* _Your objective_: Copy exactly the last part of the entries, starting from the line with "of the dark" and including the final line.

* _Extracted records_:

┌──

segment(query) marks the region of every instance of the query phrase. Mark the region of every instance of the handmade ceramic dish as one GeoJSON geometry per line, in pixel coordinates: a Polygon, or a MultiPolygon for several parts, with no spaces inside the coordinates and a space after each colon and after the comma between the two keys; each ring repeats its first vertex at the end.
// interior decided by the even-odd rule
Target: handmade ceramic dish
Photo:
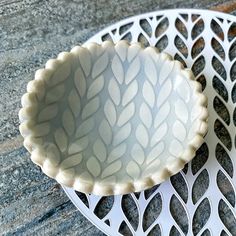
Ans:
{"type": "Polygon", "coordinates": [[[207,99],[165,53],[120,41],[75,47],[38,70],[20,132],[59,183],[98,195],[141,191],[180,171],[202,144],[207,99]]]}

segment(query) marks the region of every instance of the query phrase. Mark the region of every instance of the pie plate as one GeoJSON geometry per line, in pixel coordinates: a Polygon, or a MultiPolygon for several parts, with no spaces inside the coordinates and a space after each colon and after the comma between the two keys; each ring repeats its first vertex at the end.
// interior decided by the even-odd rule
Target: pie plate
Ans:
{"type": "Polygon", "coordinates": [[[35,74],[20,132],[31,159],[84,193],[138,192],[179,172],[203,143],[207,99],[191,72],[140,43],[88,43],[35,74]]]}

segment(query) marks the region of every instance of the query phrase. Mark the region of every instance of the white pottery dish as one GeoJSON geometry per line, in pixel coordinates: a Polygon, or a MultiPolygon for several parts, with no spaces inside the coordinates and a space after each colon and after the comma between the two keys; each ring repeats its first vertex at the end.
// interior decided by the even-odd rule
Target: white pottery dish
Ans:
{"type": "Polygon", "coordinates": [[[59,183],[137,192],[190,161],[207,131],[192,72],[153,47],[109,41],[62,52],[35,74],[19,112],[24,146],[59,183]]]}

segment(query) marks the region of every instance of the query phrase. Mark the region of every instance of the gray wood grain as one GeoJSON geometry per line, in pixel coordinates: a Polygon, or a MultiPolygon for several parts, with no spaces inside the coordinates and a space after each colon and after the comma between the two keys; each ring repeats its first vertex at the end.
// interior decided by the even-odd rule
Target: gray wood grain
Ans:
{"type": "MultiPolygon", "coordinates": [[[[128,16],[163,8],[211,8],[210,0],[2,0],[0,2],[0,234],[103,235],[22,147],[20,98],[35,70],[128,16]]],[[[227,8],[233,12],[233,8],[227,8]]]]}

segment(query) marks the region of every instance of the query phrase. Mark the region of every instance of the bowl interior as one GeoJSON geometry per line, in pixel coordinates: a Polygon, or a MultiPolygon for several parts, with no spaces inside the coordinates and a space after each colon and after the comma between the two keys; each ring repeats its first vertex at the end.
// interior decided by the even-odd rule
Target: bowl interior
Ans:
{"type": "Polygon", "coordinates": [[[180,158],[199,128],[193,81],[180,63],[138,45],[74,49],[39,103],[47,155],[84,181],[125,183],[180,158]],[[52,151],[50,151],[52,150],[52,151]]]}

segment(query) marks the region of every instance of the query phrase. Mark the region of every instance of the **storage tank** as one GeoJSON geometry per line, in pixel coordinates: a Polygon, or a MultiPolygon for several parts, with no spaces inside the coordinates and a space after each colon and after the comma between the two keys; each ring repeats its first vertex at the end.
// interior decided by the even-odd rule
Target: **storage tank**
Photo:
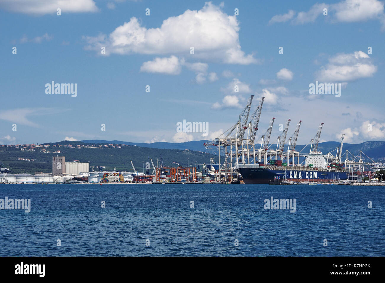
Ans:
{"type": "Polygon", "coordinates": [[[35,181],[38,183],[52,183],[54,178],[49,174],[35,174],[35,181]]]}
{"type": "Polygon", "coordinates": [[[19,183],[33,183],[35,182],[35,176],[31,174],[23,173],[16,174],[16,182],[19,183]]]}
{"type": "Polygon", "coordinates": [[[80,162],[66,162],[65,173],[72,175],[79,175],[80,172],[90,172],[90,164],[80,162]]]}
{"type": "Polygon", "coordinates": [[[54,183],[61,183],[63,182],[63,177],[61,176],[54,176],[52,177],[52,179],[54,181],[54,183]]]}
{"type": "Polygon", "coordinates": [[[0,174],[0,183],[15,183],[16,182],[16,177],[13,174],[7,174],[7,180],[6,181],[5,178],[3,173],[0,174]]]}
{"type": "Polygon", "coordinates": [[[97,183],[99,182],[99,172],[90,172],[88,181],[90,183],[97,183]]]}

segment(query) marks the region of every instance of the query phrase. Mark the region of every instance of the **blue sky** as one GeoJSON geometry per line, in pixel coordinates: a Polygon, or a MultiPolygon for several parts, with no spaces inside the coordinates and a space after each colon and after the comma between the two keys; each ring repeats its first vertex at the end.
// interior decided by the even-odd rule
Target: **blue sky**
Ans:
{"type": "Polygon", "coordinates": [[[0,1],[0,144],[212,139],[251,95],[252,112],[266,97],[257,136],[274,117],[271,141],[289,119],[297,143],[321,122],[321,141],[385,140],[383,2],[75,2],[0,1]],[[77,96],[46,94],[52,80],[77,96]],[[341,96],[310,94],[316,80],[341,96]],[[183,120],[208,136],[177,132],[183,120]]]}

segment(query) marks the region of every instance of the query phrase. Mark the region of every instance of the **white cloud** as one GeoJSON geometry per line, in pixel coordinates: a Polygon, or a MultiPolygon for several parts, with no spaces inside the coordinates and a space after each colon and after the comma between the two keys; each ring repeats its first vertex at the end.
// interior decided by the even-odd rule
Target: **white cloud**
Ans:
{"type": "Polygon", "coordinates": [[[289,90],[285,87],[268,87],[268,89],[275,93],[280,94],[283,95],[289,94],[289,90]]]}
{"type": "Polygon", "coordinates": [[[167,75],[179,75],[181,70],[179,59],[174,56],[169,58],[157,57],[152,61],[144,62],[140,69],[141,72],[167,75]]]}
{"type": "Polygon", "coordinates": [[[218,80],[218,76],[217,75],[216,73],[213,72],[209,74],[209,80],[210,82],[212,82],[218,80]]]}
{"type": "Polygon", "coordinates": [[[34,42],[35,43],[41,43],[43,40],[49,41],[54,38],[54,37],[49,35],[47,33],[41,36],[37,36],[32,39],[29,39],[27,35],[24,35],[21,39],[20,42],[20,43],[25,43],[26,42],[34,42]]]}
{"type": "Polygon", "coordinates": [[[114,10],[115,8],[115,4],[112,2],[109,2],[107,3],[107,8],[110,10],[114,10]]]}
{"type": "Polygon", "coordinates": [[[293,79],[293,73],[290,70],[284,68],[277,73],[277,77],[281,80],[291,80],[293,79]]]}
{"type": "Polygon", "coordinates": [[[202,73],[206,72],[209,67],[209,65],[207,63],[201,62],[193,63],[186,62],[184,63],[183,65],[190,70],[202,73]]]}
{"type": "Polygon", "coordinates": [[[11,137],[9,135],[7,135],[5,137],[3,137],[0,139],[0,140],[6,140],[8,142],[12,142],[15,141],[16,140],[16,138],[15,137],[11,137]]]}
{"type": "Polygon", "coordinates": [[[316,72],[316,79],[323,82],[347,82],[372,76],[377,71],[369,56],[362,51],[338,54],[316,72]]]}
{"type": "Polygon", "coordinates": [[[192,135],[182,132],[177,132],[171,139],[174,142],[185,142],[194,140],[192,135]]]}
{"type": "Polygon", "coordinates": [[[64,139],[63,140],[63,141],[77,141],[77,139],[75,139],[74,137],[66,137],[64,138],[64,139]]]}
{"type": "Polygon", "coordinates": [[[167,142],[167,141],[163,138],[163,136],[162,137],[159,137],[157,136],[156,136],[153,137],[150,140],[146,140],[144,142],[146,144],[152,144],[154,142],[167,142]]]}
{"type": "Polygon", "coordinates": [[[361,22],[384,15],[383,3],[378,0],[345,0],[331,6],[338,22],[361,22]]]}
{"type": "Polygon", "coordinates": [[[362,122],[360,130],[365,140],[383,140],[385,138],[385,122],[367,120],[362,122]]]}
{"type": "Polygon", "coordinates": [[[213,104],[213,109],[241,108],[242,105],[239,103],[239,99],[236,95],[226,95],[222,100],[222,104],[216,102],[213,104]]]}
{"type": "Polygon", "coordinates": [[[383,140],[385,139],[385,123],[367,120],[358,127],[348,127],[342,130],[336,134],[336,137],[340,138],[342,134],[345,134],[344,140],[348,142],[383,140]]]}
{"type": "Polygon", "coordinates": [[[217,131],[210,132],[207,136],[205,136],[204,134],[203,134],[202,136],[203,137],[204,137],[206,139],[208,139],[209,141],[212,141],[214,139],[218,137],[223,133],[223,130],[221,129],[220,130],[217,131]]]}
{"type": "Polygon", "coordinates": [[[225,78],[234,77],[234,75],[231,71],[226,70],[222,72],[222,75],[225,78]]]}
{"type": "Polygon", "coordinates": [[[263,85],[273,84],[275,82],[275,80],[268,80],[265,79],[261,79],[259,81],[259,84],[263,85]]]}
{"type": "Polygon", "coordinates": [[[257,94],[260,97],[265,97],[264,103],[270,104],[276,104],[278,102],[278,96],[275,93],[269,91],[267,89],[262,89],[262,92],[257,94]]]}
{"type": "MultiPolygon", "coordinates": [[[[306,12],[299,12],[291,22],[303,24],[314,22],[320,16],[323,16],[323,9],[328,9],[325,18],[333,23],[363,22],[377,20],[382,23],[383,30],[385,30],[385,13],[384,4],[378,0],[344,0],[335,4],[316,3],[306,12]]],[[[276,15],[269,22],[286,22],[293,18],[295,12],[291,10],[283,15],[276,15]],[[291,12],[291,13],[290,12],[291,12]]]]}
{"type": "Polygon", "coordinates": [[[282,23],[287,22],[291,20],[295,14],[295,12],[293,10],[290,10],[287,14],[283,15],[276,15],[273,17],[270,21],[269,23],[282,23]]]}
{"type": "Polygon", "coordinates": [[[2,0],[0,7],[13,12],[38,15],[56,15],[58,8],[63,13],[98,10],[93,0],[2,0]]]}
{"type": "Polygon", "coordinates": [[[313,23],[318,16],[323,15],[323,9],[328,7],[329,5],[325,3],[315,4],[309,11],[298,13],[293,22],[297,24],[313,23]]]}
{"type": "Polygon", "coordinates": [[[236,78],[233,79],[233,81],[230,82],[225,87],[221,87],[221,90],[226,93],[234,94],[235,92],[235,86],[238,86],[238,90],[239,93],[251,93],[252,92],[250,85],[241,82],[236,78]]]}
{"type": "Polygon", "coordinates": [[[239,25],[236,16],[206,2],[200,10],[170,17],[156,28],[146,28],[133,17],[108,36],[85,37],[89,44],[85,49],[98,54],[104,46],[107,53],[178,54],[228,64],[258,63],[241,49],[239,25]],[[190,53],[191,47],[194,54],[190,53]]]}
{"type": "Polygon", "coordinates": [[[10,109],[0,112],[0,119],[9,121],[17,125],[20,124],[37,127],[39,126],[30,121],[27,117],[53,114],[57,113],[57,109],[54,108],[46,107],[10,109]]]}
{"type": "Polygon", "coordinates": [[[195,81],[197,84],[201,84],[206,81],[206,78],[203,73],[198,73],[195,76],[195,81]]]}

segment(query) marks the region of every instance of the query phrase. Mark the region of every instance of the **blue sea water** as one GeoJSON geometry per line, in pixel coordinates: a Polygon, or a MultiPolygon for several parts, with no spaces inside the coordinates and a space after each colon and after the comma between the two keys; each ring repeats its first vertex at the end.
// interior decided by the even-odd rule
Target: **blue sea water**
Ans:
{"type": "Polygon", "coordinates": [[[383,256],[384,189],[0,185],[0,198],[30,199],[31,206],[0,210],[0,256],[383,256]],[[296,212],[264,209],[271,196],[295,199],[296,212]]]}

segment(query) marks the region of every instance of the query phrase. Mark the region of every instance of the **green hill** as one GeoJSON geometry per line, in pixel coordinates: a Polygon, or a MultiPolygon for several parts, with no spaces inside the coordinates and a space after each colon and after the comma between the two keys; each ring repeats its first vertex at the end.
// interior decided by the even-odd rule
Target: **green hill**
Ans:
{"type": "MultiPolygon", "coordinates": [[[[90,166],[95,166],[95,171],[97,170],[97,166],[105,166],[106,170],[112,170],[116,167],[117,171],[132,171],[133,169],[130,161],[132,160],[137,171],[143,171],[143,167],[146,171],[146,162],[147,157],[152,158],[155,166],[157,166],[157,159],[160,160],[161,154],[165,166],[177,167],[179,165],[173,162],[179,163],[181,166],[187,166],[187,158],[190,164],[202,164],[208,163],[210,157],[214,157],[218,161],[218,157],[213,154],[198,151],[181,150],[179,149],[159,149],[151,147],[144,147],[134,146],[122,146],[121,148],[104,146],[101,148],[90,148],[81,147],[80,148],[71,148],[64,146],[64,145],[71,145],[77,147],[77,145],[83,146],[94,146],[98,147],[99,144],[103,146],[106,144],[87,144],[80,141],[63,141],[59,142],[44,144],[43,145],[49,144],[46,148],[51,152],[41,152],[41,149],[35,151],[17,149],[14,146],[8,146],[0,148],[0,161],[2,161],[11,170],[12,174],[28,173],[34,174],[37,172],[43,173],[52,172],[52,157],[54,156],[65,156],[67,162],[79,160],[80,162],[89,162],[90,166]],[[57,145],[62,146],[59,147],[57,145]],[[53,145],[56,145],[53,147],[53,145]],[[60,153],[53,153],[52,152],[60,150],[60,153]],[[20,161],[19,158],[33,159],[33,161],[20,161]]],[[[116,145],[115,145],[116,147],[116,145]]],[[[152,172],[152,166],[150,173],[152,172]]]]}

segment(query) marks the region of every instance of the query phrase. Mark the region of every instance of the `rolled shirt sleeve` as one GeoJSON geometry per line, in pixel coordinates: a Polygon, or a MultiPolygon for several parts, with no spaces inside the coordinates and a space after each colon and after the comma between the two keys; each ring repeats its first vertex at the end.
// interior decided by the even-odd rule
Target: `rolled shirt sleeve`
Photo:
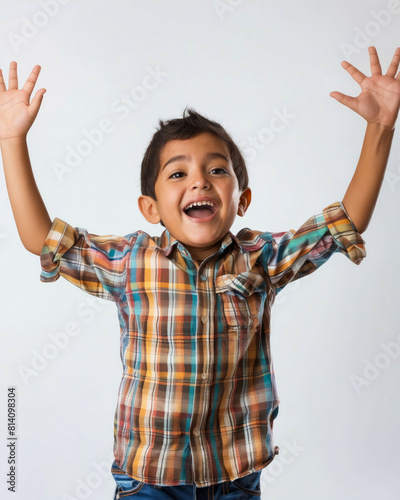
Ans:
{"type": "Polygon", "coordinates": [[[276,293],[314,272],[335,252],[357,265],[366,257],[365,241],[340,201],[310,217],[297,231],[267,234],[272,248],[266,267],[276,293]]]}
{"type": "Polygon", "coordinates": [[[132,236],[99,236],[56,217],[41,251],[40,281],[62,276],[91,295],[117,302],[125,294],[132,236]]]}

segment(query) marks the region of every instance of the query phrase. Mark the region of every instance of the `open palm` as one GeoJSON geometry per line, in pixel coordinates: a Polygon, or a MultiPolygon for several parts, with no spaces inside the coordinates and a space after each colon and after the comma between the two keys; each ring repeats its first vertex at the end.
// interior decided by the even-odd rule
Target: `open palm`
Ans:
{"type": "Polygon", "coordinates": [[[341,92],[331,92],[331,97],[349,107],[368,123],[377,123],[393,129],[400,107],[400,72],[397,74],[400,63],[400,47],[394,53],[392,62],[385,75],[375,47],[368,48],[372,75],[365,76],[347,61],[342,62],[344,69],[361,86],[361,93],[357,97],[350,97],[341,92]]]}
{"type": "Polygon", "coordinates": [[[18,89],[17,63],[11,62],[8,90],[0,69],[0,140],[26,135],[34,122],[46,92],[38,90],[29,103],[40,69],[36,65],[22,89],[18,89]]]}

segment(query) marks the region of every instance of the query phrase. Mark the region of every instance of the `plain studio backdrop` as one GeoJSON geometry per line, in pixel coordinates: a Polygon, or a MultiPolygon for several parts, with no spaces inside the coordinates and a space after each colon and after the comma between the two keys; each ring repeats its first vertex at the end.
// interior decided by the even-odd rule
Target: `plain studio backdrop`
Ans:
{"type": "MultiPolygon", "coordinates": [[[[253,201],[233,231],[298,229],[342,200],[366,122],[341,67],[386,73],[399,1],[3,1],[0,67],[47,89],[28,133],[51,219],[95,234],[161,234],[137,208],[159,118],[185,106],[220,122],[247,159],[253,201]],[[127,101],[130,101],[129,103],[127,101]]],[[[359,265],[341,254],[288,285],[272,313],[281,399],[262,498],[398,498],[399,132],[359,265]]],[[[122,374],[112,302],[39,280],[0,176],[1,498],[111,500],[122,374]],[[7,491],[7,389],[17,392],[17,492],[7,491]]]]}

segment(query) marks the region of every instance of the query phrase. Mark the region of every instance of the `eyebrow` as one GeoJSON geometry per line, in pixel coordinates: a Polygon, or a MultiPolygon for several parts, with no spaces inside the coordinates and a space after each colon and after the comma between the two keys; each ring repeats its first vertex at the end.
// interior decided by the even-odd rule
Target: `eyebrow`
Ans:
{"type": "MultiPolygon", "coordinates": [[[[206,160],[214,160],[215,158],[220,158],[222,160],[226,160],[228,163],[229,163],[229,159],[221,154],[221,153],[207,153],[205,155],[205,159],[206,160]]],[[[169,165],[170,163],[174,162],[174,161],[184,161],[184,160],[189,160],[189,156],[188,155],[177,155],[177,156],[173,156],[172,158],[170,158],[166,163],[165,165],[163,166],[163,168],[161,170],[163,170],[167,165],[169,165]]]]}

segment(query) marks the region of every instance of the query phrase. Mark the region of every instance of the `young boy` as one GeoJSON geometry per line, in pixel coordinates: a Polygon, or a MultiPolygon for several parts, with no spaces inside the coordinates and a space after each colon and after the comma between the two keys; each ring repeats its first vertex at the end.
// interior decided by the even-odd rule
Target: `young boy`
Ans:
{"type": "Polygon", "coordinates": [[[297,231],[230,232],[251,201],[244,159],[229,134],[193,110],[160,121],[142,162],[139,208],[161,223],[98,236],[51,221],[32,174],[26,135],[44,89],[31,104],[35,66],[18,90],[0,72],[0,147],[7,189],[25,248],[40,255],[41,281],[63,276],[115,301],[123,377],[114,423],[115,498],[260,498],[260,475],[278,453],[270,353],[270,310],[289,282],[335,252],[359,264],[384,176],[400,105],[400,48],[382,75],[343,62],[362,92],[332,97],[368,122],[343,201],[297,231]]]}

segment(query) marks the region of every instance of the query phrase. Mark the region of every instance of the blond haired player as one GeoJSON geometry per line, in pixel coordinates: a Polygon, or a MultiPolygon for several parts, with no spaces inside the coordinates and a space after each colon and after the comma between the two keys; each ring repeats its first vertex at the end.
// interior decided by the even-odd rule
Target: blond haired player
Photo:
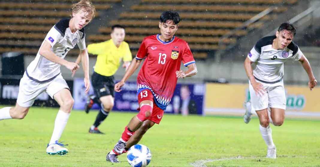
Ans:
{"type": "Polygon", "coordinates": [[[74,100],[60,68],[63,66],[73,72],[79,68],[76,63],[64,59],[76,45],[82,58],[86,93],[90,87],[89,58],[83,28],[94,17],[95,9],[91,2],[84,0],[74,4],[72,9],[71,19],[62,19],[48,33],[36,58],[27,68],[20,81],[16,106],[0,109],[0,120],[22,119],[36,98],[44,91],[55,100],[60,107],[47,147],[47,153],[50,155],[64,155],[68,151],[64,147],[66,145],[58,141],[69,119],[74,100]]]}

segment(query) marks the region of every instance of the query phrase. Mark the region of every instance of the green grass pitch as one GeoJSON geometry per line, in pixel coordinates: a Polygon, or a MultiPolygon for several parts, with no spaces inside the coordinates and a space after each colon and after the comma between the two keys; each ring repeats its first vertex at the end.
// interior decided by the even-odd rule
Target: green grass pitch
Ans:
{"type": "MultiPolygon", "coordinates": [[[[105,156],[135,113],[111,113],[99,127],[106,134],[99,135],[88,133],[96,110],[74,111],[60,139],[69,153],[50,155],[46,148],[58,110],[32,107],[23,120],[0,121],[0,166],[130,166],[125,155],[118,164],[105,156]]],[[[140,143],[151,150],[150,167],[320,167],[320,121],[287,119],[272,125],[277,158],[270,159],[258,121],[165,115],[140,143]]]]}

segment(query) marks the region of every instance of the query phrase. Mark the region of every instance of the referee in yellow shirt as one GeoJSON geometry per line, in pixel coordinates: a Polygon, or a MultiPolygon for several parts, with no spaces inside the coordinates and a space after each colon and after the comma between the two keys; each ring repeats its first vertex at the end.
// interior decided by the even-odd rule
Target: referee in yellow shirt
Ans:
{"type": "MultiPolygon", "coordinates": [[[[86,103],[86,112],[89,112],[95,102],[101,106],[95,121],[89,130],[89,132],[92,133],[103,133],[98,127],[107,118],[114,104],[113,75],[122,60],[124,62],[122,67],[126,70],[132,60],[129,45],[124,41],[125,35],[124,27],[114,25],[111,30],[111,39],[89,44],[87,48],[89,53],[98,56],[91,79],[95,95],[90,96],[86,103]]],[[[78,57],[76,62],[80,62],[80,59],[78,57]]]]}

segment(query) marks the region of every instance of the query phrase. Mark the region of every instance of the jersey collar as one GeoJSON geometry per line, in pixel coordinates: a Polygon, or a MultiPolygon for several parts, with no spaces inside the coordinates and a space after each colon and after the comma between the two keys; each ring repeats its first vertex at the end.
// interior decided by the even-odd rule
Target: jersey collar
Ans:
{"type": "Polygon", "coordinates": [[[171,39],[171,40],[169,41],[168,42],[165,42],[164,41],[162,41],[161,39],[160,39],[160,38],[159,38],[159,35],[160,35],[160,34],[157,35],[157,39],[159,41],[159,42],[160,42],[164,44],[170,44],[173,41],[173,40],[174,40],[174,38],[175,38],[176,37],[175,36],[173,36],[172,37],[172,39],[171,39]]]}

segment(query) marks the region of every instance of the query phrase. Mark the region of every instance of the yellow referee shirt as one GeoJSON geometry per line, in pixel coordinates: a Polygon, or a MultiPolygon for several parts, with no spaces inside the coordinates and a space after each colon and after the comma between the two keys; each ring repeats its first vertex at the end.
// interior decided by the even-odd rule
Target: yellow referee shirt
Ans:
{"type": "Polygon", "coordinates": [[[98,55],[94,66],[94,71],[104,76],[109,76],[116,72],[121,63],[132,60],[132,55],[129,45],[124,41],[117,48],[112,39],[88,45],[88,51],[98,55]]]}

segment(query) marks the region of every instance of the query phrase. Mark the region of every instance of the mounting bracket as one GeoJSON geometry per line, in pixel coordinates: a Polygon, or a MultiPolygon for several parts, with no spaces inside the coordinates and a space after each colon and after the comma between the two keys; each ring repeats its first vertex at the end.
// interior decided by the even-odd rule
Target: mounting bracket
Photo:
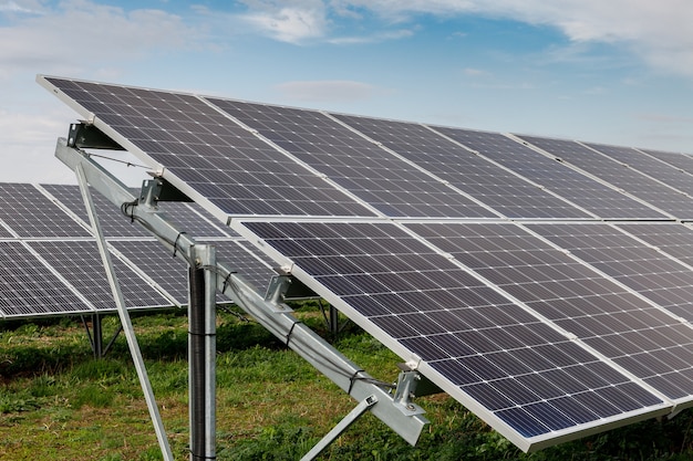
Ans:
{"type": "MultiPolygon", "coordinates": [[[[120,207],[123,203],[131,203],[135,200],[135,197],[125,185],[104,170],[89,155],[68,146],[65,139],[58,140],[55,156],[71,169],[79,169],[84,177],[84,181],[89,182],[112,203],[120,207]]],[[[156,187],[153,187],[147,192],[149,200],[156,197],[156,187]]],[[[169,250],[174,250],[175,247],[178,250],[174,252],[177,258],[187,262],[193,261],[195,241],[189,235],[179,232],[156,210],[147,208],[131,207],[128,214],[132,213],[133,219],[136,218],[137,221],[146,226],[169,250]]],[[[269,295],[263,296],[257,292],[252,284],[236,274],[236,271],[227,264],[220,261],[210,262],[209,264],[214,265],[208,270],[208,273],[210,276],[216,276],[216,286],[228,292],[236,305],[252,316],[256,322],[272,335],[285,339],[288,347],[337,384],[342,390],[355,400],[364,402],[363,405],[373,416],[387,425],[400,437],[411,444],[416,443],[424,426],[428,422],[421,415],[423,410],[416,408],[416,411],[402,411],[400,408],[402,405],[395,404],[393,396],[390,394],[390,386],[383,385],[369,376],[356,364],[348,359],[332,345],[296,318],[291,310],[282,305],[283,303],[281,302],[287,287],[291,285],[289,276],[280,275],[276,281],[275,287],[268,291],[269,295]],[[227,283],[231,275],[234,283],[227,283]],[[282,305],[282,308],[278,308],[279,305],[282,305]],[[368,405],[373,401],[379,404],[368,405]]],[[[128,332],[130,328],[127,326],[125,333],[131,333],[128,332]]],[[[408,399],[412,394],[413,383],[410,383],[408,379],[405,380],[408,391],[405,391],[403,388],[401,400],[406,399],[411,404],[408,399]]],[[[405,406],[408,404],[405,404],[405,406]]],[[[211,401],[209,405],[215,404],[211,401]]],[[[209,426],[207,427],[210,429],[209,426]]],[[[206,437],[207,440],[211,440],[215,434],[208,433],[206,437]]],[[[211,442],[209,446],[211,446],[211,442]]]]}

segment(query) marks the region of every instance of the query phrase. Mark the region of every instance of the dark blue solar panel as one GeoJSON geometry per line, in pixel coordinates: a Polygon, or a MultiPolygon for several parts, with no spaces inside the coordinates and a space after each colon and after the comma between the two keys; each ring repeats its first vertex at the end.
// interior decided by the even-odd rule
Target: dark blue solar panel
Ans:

└──

* _Completed task_:
segment(query) marks the region of every instance of the query phrase. Mark the region of every instance of the dark blue solar panel as one GeoJSON geometry per line, in pixel coordinates: a Polygon, or a MultiPolygon for several parts, with no spaces inside the coordinates and a space after each colon and after the comma between the two keys; each ring repeats its first vertex at the end.
// interior decided by the even-odd rule
Target: dark blue solar panel
Ans:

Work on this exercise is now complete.